> Data for processing:
━━━━━━━━━━

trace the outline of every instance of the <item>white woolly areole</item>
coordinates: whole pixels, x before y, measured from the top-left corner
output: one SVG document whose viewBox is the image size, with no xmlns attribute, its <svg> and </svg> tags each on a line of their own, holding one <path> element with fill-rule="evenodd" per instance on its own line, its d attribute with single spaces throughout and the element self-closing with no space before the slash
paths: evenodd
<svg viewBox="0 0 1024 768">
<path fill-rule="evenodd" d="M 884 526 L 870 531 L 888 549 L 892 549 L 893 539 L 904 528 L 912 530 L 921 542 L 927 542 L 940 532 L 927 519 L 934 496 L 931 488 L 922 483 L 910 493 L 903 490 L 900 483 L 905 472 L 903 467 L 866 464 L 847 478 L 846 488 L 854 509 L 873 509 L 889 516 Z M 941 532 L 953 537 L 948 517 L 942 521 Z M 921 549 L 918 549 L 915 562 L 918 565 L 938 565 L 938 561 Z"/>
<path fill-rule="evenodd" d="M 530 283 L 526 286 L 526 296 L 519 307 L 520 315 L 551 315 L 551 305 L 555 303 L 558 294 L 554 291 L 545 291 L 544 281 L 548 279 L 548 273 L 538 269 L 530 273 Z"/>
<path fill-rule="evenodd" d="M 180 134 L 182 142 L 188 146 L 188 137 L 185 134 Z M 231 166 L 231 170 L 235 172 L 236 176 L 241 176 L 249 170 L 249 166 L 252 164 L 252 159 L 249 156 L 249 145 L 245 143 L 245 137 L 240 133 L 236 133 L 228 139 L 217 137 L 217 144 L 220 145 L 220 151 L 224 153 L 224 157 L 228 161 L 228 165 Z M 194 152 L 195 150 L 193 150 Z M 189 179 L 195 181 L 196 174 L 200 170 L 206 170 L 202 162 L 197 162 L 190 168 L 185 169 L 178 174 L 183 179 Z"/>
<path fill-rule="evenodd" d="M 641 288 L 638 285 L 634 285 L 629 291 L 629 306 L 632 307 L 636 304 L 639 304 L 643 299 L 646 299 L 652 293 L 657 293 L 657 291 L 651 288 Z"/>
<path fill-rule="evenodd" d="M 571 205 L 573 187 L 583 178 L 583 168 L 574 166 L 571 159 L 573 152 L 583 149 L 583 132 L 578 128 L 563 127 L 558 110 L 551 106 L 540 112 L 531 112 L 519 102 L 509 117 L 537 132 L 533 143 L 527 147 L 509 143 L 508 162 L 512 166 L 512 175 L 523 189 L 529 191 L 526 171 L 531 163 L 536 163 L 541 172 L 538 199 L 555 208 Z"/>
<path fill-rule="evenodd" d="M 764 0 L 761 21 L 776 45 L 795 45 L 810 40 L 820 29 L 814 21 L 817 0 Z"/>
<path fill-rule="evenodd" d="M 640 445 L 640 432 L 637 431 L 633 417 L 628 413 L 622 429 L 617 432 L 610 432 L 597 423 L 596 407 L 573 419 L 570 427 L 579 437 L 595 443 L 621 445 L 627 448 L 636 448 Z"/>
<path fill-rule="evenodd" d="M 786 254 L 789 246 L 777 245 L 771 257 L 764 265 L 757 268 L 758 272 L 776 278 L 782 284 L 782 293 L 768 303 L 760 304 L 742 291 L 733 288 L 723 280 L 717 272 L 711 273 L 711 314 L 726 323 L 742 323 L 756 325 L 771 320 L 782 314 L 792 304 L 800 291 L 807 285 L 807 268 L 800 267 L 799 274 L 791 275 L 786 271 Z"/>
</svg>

━━━━━━━━━━

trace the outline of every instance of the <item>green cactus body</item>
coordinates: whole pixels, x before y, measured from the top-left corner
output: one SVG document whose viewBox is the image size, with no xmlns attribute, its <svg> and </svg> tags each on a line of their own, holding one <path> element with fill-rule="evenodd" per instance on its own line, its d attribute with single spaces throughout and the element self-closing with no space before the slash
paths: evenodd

━━━━━━━━━━

> Exercise goal: From the listing, copy each line containing the word "outline".

> Result for this task:
trace the outline of every instance of the <item>white woolly areole</item>
trace the outline of every instance of the <item>green cactus body</item>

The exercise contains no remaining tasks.